-------- Raw records --------

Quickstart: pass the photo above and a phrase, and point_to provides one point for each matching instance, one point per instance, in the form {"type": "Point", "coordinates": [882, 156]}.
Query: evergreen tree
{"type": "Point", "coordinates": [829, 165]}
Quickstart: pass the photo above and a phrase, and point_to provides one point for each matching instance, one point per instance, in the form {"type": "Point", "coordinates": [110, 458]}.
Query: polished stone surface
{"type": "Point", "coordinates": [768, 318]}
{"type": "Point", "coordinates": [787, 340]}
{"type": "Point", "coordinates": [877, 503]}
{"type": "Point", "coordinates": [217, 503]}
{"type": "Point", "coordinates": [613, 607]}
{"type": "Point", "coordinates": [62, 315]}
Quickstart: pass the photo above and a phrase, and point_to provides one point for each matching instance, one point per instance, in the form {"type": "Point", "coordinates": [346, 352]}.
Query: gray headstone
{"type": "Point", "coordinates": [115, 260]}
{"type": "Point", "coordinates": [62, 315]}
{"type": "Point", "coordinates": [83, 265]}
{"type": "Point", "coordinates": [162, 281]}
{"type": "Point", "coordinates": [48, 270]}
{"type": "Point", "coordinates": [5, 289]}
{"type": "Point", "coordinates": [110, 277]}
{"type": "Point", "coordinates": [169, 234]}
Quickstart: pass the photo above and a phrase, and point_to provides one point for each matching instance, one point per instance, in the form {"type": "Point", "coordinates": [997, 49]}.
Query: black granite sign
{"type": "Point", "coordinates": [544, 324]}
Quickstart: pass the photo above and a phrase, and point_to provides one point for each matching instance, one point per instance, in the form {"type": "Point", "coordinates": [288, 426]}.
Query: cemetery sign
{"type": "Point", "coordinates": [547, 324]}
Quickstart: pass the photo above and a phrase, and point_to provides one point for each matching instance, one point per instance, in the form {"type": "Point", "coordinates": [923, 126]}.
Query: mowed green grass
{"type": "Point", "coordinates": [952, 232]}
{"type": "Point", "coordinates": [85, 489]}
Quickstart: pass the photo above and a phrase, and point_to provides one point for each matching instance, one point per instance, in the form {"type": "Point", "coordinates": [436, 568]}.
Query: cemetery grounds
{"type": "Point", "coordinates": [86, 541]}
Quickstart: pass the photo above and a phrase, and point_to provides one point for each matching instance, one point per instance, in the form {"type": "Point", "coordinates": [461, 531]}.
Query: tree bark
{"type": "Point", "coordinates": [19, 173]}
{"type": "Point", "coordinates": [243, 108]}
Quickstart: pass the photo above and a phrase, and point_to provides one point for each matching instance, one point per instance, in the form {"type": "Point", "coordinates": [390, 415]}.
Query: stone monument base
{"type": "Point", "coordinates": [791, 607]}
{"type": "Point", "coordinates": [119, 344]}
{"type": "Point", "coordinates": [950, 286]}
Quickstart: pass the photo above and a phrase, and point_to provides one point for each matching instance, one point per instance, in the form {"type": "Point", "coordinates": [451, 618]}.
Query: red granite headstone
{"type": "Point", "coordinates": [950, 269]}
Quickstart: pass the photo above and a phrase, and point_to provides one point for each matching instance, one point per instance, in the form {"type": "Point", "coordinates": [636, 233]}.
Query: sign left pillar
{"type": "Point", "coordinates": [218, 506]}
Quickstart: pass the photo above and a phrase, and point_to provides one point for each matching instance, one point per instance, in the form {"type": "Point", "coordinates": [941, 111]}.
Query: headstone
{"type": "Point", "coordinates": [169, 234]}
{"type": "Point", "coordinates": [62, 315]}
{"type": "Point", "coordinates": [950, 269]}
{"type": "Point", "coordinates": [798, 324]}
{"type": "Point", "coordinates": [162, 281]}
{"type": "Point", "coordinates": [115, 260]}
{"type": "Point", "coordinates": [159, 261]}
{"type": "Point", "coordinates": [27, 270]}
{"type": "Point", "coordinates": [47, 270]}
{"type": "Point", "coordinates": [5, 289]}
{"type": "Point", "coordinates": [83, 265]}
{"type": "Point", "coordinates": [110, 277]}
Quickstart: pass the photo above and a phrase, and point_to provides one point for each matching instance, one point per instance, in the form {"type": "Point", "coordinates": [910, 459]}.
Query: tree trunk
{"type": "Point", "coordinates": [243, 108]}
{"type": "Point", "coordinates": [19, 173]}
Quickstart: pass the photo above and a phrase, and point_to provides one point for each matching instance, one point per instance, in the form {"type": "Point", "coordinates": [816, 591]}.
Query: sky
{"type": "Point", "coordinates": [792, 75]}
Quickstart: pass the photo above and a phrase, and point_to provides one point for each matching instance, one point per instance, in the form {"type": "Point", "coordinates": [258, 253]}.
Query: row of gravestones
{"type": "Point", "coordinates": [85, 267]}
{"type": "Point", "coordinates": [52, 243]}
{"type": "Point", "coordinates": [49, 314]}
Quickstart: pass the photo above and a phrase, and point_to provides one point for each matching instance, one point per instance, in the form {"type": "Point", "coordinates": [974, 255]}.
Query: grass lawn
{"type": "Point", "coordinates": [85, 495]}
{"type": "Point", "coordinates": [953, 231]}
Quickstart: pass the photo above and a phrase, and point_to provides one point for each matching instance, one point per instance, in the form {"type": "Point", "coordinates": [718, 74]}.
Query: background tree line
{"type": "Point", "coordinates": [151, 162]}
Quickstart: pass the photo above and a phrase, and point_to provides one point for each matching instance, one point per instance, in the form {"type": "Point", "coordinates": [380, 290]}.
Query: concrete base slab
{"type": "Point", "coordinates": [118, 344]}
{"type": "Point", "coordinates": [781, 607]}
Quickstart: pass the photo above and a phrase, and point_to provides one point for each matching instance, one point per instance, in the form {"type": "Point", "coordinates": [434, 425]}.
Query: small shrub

--------

- _Direction_:
Write out the entire listing exactly.

- _Full answer_:
Quickstart: pass the photo above and a phrase, and point_to provides one point for each matching instance, one point per instance, in the form {"type": "Point", "coordinates": [882, 156]}.
Query: evergreen tree
{"type": "Point", "coordinates": [829, 165]}
Quickstart: pass the photo above and a phrase, and point_to provides one point for each matching instance, one point per instance, in the form {"type": "Point", "coordinates": [110, 458]}.
Query: polished stone surface
{"type": "Point", "coordinates": [768, 318]}
{"type": "Point", "coordinates": [787, 340]}
{"type": "Point", "coordinates": [877, 503]}
{"type": "Point", "coordinates": [217, 503]}
{"type": "Point", "coordinates": [613, 607]}
{"type": "Point", "coordinates": [62, 315]}
Quickstart: pass the photo above and a phrase, and point_to provides one point for each matching instance, one point per instance, in the form {"type": "Point", "coordinates": [346, 352]}.
Query: gray headstone
{"type": "Point", "coordinates": [115, 260]}
{"type": "Point", "coordinates": [62, 315]}
{"type": "Point", "coordinates": [83, 265]}
{"type": "Point", "coordinates": [162, 281]}
{"type": "Point", "coordinates": [48, 270]}
{"type": "Point", "coordinates": [5, 289]}
{"type": "Point", "coordinates": [110, 277]}
{"type": "Point", "coordinates": [169, 234]}
Quickstart: pass the photo above and a phrase, and point_to provides one point for each matching instance, one point per instance, in the form {"type": "Point", "coordinates": [997, 49]}.
Query: black granite sign
{"type": "Point", "coordinates": [544, 324]}
Quickstart: pass the photo above and a phrase, and point_to provides one point for each matching instance, one point per instance, in the form {"type": "Point", "coordinates": [288, 426]}.
Query: cemetery sign
{"type": "Point", "coordinates": [547, 324]}
Quickstart: pass the photo above and a phrase, and point_to provides one point for each matching instance, one point per instance, in the form {"type": "Point", "coordinates": [923, 126]}.
Query: mowed green grass
{"type": "Point", "coordinates": [952, 232]}
{"type": "Point", "coordinates": [85, 489]}
Quickstart: pass the photo above and a phrase, and point_to provides one point for each matching instance, one point per instance, in the form {"type": "Point", "coordinates": [436, 568]}.
Query: cemetery grounds
{"type": "Point", "coordinates": [86, 541]}
Quickstart: pass the photo above and a phrase, and point_to provides one point for each matching instance, one point per instance, in the form {"type": "Point", "coordinates": [461, 531]}.
Query: tree bark
{"type": "Point", "coordinates": [19, 173]}
{"type": "Point", "coordinates": [243, 108]}
Quickstart: pass the photo above and a phrase, and point_to provides one point for each matching instance, one point per instance, in the form {"type": "Point", "coordinates": [390, 415]}.
Query: stone monument base
{"type": "Point", "coordinates": [791, 607]}
{"type": "Point", "coordinates": [119, 344]}
{"type": "Point", "coordinates": [950, 286]}
Quickstart: pass the photo above and a phrase, and point_to provides one point for each matching instance, one point per instance, in the form {"type": "Point", "coordinates": [451, 618]}.
Query: red granite headstone
{"type": "Point", "coordinates": [950, 269]}
Quickstart: pass the photo above and a phrase, and point_to provides one point for each matching instance, one point per instance, in the form {"type": "Point", "coordinates": [636, 233]}.
Query: sign left pillar
{"type": "Point", "coordinates": [218, 506]}
Quickstart: pass the photo above and a phrase, and point_to provides one point for each matching instance, one point per instance, in the form {"type": "Point", "coordinates": [941, 111]}.
Query: headstone
{"type": "Point", "coordinates": [169, 234]}
{"type": "Point", "coordinates": [62, 315]}
{"type": "Point", "coordinates": [950, 269]}
{"type": "Point", "coordinates": [798, 324]}
{"type": "Point", "coordinates": [162, 281]}
{"type": "Point", "coordinates": [115, 260]}
{"type": "Point", "coordinates": [159, 261]}
{"type": "Point", "coordinates": [27, 270]}
{"type": "Point", "coordinates": [47, 270]}
{"type": "Point", "coordinates": [5, 289]}
{"type": "Point", "coordinates": [83, 265]}
{"type": "Point", "coordinates": [110, 277]}
Quickstart: pass the photo above and a phrase, and point_to provides one point for each matching instance, one point per instance, in the form {"type": "Point", "coordinates": [910, 459]}.
Query: tree trunk
{"type": "Point", "coordinates": [243, 108]}
{"type": "Point", "coordinates": [19, 173]}
Quickstart: pass the photo above and a phrase, and point_to provides one point for each matching instance, one point per instance, in the form {"type": "Point", "coordinates": [816, 591]}.
Query: sky
{"type": "Point", "coordinates": [792, 75]}
Quickstart: pass the photo above and a phrase, and point_to provides one point for each matching instance, one point per instance, in the form {"type": "Point", "coordinates": [258, 253]}.
Query: row of gravestones
{"type": "Point", "coordinates": [85, 267]}
{"type": "Point", "coordinates": [52, 243]}
{"type": "Point", "coordinates": [49, 314]}
Quickstart: pass the photo above and a phrase, and point_to provides one point for each matching instance, one point per instance, in the form {"type": "Point", "coordinates": [974, 255]}.
Query: grass lawn
{"type": "Point", "coordinates": [85, 495]}
{"type": "Point", "coordinates": [953, 231]}
Quickstart: pass the photo above and a phrase, and point_to provides one point for each matching instance, one point per instance, in the form {"type": "Point", "coordinates": [718, 74]}.
Query: background tree line
{"type": "Point", "coordinates": [151, 162]}
Quickstart: pass the photo above and a phrase, and point_to provides one point for each matching instance, one point per instance, in the form {"type": "Point", "coordinates": [380, 290]}.
Query: concrete base slab
{"type": "Point", "coordinates": [118, 344]}
{"type": "Point", "coordinates": [781, 607]}
Quickstart: pass the photo above and a phrase, and point_to provides one point for each matching instance, one point per instance, in the form {"type": "Point", "coordinates": [434, 425]}.
Query: small shrub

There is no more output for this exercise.